_TEXT SECTION_.
******

Q 1- In the given case study, there are multiple risk factors associated with the patient. most of the underlying risk factors are pertaining to her given chronic conditions such as diabetes, hypertension and so on. The patient is having a hard time managing his clinical conditions. Along with her complications the patient is also having high body weight. This is a major risk factor in its own, giving rise to manifestation of other underlying complications. Patient also had an episode of hyperglycemia, which was very recent. The normal routine of the patient also includes not adhering to the medication routine on daily basis. This is a risk factor as the patient is on medication and the same is liable to manage his condition. The high body weight is also an underlying factor for the development of cardiovascular risk in the patient. Despite having multiple comorbidities, the patient has not had any regular follow-ups with a registered physician. Despite the medical history the patient is also having a personal history of smoking as well as drinking. Both habits also add to the risk factor to the overall health status of the patient. The poor dietary control along with the high blood sugar levels can be life threatening for the patient (Sato, 2017). One of the main risk factors is the patient not having complete education about the repercussions of his present health status.
Q 2- The main intervention needed in the given case scenario is a detailed evaluation and assessment of the patient. The patient is not only having current positive status of chronic illness, but the same runs in his family as well. Both his mother and father have had diabetes. This adds to the underlying risk factors with added gravity. There is also a dire need of noting the blood sugar levels on daily basis. The patient is also in a need of medication reconciliation as he has been managing his diabetes with the same dose of metformin. This is required for managing his blood glucose levels. The increasing weight along with poor dietary habits is another issue that needs to be looked after at. The nurses can help the patient by providing him with a diet plan, in accordance with his interests and liking. This is important to reduce the glucose and fat intake and increase the fibrous intake, in order to promote a healthy diet culture.

******

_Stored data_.
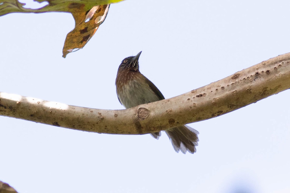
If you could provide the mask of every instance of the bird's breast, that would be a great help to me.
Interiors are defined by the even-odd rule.
[[[117,76],[117,95],[123,106],[130,108],[160,100],[149,86],[146,77],[140,73],[137,76],[134,73],[123,77]]]

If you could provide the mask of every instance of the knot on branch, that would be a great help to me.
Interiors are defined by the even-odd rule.
[[[149,115],[149,111],[147,109],[141,107],[138,109],[137,114],[137,119],[138,121],[143,121]]]

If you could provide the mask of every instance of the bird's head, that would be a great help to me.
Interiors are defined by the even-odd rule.
[[[123,60],[119,66],[118,71],[127,70],[139,71],[139,62],[138,60],[142,52],[142,51],[135,56],[129,56]]]

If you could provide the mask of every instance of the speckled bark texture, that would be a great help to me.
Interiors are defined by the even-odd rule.
[[[0,115],[101,133],[139,134],[215,117],[290,88],[290,53],[171,98],[123,110],[90,109],[0,93]]]

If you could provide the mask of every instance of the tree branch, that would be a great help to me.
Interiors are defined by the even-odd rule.
[[[181,95],[123,110],[0,92],[0,115],[100,133],[144,134],[223,115],[290,88],[290,53]]]

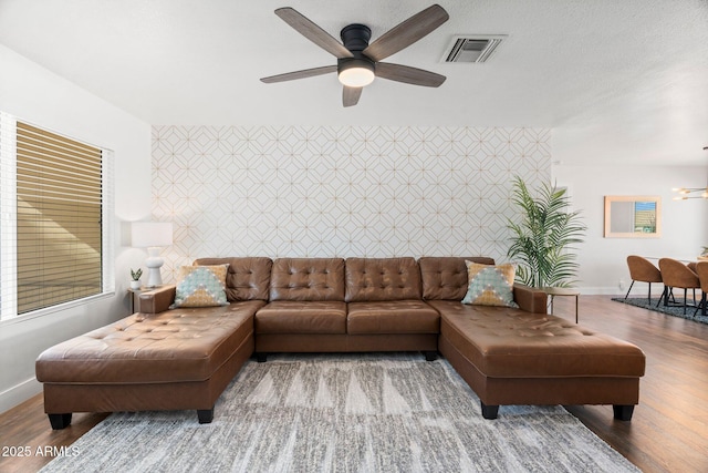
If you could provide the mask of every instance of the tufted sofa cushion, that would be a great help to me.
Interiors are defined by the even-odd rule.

******

_TASK REQUIREMENTS_.
**1)** Summarize the case study text in two sentences.
**2)** Please name the medication whose dose has stayed the same in the patient's diabetes management, according to the case study text.
**3)** Pick up the case study text after its final sentence and keep writing.
The records come from a separate source.

_RESPONSES TO THE TASKS_.
**1)** The patient has several risk factors, including chronic conditions such as diabetes and hypertension, high body weight, a recent episode of hyperglycemia, poor medication adherence, no regular physician follow-ups, smoking and drinking, poor dietary control, and incomplete education about the health status. The main intervention needed is a detailed evaluation and assessment, along with daily blood sugar monitoring, medication reconciliation, and a diet plan from the nurses to reduce glucose and fat intake and increase fibrous intake.

**2)** Metformin.

**3)**
Reduction in weight will also be helpful in reducing the underlying cardiovascular risk factors of the patient (Duprez, 2017). The patient also needs smoking cessation as it will also help in reducing the cardiovascular risk factors. The depressive mental state of the patient can be helped with the counselling and group therapy to reduce the social isolation from the patient’s daily routine.
Q 3- The concept of self-care management can be very helpful in managing the condition of the patient. The nurse professional assigned in the care of the patient, can work along with the patient in managing the care in a holistic approach (Dwarswaard, 2016). Patient cooperation is very necessary to get better and improved healthcare outcomes from the patient. The main self-management can be done by teaching the patient to note his blood glucose levels on daily basis. The same can be noted down, which can be cross verified for fluctuations in order to get early intervention and prevention of the same. The use of electronic dispensers can be used for medication provision to the patient. By regularizing the medication intake, the patient’s condition can be managed (Lafata, 2016). Weight management is also important and the patient can be provided with a weighing scale in order to have a feedback on his own progress in terms of weight management. The patient can also be taught about his condition, which can be included of teaching the patient about his conditions and complications associated with the same. This better understanding of his condition will help the patient in managing his condition in a more methodical manner.
Q 4- The main SAMRT goal in the case study will be regularly noting for the blood glucose levels. Measuring the blood glucose levels with due diligence will be helpful in keeping a close vigil on any abnormal readings and helping in early management of the condition. The targets for a particular blood glucose level can be set for the patient to attain. The family of the patient can be helpful, as they can be taught how to manage the same and note the readings on their own (Chrvala, 2016). Family can also be helpful in providing a constant support to the patient, throughout the transition of care and can help the patient in staying focused in managing his condition with measures available in place. Setting the goals and targets for the patient can help him in being in touch with his reality and will thus, be able to handle the care in a more realistic manner, knowing the detailed repercussions of not doing the same (Coppola, 2016). Regular counselling and monitoring will also be helpful in keeping a close vigil on the patient’s progress and will help the physician in knowing any early signs of deterioration. Regular examination will ensure for timely intervention of the patient.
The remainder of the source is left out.